*TASKS*.
a - Which parts of the STAR method does the excerpt on interview formats list?
b - In the excerpt on interview formats, which hiring situations might be worth saving the lunch interview format for?
c - Continue the excerpt on interview formats, starting after its final sentence about case interviews.

These interviews have become much more common throughout the COVID pandemic, but hiring managers have been depending on them for recruiting top talent from a distance for years. Essentially, communication technology helps hiring managers cast a wider net than ever before.
6. Lunch Interview
In a way, lunch interviews are the opposite extreme of a video interview, where the environment can be carefully curated and controlled.
Some hiring managers prefer lunch interviews since they provide an opportunity for much more spontaneity and natural observation than a video call or even an in-office meeting. The format is also, frankly, more challenging for candidates who must answer interview questions and keep the casual conversation interesting while also ordering, eating, and interacting with servers.
Disadvantages involve cost, and not just the price of the meal. Lunch interviews can easily take more time than you intended, especially if you sense it isn’t going well but must still wait for the food and then the check. There’s also a cost to your attention in a noisy restaurant during the busy lunch hour.
Keep these costs in mind when considering whether or not to meet over a meal. It may be worth saving this format for recruiting top talent and hiring for leadership positions.
7. Behavioral Interview
The interview formats we’ve covered so far describe the interpersonal dynamics and for the interview. But behavioral interview questions could be the content for any one of the contexts above. (Similarly, be sure to include recruiting assessments—such as personality and skills tests—in your interview questions wherever relevant.)
A behavioral interview involves asking questions about how a candidate handled a situation in their previous position and using it to evaluate how they’ll perform in the position you’re hiring for.
To elicit more detailed, structured responses, consider asking questions using the STAR method:
Specific—The question asks the candidate for a specific, real-world situation.
Task—The question asks the candidate to identify a particular task they had to complete.
Action—The question asks the candidate for information about the action they took in order to accomplish the task.
Results—The question asks the candidate to reflect on the results of their action.
8. Case Interview
Whereas behavioral interviews focus on past performance, case interviews include hypothetical situations and asking candidates to explain how they would manage the problem.

*DATA EXTRACTS*.

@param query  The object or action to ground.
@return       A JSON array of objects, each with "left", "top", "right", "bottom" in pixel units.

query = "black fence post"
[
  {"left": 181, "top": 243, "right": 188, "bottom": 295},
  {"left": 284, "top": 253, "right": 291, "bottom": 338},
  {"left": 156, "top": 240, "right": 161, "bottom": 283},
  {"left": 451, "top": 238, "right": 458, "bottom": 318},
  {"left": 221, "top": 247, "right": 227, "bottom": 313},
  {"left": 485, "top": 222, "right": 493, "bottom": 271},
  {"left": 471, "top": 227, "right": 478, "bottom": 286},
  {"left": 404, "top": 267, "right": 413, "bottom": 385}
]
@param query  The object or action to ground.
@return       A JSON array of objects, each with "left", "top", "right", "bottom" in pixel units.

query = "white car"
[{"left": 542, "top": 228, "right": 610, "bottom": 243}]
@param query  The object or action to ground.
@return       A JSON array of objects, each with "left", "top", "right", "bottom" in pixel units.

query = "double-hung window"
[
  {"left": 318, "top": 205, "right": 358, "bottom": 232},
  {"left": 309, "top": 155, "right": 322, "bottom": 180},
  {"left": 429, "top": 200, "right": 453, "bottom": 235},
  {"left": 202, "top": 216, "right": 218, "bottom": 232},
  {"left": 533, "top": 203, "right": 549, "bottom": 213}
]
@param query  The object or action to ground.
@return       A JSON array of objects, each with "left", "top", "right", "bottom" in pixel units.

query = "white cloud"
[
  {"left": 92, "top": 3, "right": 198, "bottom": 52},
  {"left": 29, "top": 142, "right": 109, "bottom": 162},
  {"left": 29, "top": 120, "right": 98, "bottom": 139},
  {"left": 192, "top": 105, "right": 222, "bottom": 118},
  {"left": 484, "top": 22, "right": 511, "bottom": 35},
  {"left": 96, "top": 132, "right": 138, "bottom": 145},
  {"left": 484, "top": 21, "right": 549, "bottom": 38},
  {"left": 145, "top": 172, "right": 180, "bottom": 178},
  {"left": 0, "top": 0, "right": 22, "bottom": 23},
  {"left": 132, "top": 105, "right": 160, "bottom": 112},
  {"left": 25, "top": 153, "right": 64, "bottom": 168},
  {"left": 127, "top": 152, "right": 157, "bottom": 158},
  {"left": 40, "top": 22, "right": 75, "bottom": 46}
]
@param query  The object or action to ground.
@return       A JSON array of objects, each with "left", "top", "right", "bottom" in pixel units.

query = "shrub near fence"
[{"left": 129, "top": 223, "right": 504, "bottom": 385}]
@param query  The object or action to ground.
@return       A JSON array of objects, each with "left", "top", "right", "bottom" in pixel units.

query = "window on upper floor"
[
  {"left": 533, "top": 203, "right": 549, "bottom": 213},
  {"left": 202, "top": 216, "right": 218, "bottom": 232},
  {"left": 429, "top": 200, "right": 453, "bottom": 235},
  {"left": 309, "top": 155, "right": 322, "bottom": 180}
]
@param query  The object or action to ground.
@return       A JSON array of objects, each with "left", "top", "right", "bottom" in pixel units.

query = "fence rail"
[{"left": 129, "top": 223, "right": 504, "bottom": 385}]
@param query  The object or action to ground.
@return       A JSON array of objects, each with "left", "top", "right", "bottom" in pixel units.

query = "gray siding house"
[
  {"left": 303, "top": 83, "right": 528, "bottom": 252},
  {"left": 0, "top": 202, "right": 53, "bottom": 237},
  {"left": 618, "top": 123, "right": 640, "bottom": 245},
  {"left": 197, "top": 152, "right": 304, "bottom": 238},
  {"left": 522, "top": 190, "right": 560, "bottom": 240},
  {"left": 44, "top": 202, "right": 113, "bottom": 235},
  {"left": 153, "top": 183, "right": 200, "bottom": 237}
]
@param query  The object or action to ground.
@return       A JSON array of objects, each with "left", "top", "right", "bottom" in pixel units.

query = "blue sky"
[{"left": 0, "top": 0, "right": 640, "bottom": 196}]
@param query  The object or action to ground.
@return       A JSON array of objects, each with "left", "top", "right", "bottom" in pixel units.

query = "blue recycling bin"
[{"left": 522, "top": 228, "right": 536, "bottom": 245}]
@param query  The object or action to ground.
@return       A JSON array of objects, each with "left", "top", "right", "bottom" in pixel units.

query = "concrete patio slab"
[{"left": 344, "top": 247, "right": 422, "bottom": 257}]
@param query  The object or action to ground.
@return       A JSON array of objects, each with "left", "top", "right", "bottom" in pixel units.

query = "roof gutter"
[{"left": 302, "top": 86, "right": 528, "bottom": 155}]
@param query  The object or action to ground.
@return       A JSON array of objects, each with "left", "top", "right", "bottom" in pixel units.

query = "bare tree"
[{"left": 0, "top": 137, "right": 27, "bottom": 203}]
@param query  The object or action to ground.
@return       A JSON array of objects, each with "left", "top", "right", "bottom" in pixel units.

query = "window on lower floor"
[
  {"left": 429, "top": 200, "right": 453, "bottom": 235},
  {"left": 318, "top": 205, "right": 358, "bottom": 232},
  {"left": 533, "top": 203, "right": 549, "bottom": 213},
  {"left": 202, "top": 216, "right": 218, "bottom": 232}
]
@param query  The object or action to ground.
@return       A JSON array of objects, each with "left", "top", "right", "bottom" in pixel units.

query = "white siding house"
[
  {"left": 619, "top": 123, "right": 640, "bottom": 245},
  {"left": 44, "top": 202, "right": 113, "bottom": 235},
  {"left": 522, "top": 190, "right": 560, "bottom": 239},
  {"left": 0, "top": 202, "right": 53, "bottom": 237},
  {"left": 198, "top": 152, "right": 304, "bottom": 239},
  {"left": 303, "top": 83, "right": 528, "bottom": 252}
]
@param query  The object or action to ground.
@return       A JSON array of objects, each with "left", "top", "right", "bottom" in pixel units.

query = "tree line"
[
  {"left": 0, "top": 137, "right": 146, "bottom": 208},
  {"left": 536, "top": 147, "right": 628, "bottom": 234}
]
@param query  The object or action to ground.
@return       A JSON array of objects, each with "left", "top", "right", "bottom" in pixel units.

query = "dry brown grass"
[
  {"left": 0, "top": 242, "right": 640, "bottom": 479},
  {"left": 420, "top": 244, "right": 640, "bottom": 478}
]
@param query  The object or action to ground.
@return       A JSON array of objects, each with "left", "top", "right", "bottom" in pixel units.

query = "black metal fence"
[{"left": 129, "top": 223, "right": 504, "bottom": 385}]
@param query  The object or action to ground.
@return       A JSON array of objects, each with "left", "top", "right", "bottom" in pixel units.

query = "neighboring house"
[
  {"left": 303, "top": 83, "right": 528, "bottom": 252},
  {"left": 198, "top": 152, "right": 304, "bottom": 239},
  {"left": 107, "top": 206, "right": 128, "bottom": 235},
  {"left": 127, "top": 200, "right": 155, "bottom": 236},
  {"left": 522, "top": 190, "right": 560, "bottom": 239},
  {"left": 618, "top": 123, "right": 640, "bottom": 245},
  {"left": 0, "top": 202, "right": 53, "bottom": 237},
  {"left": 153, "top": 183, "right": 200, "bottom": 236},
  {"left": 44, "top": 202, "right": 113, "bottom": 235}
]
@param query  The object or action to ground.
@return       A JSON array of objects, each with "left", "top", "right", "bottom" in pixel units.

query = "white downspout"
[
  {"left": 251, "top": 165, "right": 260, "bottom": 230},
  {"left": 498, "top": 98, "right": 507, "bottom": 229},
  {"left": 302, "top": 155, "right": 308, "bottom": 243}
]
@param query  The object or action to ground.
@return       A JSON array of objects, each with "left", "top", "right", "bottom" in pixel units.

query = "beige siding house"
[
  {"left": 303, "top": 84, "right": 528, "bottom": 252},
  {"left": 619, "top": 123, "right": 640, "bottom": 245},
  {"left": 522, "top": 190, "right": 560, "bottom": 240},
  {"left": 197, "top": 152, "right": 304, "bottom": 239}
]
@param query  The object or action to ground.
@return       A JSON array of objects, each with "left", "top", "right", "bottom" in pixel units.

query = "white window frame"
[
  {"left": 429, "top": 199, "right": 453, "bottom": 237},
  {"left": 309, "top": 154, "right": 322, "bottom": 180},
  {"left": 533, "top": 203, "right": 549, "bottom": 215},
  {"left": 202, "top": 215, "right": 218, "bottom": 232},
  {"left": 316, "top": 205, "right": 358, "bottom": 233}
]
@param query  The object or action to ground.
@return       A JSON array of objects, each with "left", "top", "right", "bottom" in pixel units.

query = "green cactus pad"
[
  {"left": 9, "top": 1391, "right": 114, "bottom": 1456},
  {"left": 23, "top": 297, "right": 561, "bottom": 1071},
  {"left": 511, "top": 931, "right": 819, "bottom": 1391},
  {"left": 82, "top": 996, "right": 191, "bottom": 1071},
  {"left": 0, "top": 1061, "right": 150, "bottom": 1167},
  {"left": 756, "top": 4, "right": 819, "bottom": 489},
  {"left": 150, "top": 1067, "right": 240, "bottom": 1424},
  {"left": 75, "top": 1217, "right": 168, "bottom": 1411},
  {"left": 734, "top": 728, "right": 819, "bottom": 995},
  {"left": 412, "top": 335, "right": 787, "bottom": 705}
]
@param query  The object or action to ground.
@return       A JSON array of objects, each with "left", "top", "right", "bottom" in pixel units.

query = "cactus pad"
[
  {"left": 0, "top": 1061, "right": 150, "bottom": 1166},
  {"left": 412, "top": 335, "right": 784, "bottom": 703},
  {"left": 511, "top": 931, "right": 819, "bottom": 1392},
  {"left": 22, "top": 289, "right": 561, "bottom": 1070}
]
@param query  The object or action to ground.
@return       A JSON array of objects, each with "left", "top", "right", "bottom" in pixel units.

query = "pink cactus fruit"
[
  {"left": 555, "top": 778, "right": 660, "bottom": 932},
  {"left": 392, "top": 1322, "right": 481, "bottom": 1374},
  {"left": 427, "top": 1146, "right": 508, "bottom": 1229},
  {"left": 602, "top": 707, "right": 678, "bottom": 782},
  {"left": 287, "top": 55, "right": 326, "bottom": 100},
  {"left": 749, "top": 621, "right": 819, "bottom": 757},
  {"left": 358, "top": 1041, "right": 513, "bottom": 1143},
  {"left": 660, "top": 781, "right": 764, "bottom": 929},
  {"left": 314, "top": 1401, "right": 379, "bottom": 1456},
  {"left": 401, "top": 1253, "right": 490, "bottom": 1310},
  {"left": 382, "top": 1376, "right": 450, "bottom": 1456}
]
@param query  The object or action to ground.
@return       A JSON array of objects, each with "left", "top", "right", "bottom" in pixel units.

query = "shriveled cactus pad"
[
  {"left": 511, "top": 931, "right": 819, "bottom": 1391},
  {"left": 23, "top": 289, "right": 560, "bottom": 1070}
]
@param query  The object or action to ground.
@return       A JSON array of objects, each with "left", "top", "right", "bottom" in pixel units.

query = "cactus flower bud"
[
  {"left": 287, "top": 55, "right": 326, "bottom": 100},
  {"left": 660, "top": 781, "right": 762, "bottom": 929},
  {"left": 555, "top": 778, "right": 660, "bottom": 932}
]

*ACTIVITY ANSWERS*.
a - Specific, Task, Action, Results

b - Recruiting top talent and hiring for leadership positions.

c -
Case interview questions typically involve business scenarios that the organization has actually experienced or something similar—with slightly altered details, of course.
Hiring managers like using case interviews to assess how a candidate would solve a difficult problem. The emphasis is not on whether the candidate gives the right answer but rather on understanding how the candidate arrived at their answer.
9. Competency-Based Interview
Competency-based prompts typically focus on the quality in question and ask for the candidate to give examples to support their answer.
The details of a competency-based interview should vary according to the position.
10. Stress Interview
Stress interviews focus on how well a candidate responds to difficulty, which may be crucial to succeed under pressure in a given position.
This approach differs from behavioral, case, and competency-based interviews in the way the questions are asked. All of the interview types mentioned above may ask the candidate about how they respond to stressful situations, but only this meta-interview format creates a stressful situation in which they must answer those questions.
This style of interview requires hiring managers to ask uncomfortable—even aggressive—questions, which makes it a difficult format for many managers to master.
But some advocates might argue that the interview is hardly as demanding as the job itself and should be approached as such. After all, stress interviews are most common in high-pressure industries such as airlines and law enforcement.